### Work required
Copy the stretch of material below that opens with the line containing "Point to the toilet" and closes with the line containing "x=165, y=375", keeping both of those lines and changing nothing in between.

**** Material to process ****

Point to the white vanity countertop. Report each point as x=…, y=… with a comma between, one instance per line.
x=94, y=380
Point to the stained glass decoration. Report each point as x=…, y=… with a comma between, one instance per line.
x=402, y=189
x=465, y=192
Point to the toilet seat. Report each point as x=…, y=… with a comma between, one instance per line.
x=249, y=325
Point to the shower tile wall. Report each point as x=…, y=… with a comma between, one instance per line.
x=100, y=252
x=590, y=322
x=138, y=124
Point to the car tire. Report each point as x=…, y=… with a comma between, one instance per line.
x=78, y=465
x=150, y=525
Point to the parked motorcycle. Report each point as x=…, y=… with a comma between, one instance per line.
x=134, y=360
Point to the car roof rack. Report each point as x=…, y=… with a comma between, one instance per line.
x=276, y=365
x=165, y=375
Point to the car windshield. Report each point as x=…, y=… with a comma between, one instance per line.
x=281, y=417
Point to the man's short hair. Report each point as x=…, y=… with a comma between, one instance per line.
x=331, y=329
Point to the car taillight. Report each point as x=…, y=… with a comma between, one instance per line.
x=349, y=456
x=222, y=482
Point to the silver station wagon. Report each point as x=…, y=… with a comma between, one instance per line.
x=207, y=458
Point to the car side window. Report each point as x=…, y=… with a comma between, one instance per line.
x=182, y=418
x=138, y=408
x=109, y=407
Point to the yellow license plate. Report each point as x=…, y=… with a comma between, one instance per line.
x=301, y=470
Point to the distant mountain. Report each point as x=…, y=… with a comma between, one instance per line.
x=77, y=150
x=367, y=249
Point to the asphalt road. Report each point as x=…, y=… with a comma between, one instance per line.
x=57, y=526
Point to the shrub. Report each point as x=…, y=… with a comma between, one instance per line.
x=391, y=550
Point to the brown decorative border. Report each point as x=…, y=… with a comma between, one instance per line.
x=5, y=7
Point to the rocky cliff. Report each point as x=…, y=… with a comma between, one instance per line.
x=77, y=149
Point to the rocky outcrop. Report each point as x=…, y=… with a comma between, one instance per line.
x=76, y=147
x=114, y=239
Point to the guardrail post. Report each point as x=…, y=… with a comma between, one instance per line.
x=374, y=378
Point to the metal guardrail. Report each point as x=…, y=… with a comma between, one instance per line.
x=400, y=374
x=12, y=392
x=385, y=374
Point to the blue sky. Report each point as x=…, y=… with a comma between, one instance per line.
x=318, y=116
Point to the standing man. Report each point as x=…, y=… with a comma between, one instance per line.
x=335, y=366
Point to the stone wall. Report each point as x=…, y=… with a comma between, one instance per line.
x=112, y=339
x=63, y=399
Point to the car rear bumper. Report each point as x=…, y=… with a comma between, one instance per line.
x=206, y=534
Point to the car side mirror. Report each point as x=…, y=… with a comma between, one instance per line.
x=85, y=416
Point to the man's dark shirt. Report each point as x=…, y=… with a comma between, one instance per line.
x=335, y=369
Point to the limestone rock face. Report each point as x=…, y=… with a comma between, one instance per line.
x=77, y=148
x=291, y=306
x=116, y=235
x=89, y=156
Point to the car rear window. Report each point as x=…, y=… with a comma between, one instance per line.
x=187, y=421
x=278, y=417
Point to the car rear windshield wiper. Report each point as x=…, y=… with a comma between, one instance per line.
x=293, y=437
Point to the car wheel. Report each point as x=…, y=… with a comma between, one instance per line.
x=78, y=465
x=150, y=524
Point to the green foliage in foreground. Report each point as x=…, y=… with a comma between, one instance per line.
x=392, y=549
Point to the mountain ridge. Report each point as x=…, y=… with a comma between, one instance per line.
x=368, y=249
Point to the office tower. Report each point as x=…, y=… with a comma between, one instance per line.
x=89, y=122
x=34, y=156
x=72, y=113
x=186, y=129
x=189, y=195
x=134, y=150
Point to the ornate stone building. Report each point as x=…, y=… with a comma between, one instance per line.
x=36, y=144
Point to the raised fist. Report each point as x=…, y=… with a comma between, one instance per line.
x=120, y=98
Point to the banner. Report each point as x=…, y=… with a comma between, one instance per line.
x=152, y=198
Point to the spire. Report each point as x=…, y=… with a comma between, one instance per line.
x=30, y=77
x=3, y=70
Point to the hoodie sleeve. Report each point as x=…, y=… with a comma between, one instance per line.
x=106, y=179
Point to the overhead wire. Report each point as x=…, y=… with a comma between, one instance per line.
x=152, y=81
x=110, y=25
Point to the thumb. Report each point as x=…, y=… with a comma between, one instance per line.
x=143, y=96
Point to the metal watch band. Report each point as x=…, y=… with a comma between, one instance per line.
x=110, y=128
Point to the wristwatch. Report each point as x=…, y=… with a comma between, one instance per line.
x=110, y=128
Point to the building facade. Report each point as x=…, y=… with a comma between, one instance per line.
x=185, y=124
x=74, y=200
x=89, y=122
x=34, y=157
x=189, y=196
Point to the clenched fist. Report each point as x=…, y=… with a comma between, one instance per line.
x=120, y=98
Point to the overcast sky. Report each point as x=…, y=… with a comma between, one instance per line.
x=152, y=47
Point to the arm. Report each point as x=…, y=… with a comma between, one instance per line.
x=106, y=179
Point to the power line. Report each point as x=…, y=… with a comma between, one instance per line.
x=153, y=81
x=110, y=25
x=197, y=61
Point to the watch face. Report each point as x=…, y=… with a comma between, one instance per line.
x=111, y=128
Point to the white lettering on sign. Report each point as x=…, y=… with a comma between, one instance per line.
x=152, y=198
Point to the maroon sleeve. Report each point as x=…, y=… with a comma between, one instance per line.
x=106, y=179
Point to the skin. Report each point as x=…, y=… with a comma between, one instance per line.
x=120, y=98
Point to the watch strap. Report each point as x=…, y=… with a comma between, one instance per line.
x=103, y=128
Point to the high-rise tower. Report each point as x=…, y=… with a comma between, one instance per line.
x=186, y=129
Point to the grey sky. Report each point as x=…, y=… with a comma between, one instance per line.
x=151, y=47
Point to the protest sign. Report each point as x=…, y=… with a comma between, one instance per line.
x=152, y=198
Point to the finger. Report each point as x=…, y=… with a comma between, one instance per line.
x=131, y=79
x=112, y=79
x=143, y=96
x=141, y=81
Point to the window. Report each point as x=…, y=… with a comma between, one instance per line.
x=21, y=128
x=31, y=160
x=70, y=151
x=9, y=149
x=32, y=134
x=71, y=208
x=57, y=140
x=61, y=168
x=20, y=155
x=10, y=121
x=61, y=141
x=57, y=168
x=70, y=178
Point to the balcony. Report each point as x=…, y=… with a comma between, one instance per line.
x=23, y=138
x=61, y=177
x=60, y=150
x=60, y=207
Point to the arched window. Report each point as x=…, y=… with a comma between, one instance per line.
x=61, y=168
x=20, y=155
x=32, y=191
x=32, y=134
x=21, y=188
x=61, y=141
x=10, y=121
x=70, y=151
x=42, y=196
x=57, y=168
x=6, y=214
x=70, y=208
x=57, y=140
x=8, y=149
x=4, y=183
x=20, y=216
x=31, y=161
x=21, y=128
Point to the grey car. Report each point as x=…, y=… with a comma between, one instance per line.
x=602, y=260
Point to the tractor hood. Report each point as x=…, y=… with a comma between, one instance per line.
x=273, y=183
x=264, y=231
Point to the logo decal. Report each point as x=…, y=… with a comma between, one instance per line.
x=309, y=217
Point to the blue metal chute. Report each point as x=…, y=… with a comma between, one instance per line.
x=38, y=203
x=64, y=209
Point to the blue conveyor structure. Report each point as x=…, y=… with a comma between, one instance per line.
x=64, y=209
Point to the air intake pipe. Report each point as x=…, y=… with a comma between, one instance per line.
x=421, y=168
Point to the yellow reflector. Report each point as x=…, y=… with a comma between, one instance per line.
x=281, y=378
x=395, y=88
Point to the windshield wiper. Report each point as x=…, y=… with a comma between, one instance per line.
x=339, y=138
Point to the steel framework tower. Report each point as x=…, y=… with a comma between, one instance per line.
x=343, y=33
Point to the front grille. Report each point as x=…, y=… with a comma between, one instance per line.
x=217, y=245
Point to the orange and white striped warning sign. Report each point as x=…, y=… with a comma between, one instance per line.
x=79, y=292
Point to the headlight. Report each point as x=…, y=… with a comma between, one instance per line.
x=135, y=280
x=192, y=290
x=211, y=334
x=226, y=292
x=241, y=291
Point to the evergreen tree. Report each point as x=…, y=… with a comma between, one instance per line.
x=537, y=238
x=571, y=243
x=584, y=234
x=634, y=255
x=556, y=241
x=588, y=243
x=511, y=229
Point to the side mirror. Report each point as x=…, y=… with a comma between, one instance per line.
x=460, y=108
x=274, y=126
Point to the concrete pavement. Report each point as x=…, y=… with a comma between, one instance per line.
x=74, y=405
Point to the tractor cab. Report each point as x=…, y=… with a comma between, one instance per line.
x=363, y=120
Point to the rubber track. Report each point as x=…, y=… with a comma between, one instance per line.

****

### Final result
Point to the toilet seat. Report each point as x=…, y=… with a comma between, one instance per line.
x=249, y=325
Point to the shower tile wall. Report each point as x=…, y=… with a comma between, one instance per line.
x=100, y=252
x=590, y=322
x=138, y=124
Point to the car tire. Report each point as x=…, y=… with a comma between, one instance per line.
x=78, y=465
x=150, y=525
Point to the parked motorcycle. Report each point as x=…, y=… with a comma between, one instance per line.
x=134, y=360
Point to the car roof rack. Report each point as x=…, y=… with a comma between, one instance per line.
x=276, y=365
x=165, y=375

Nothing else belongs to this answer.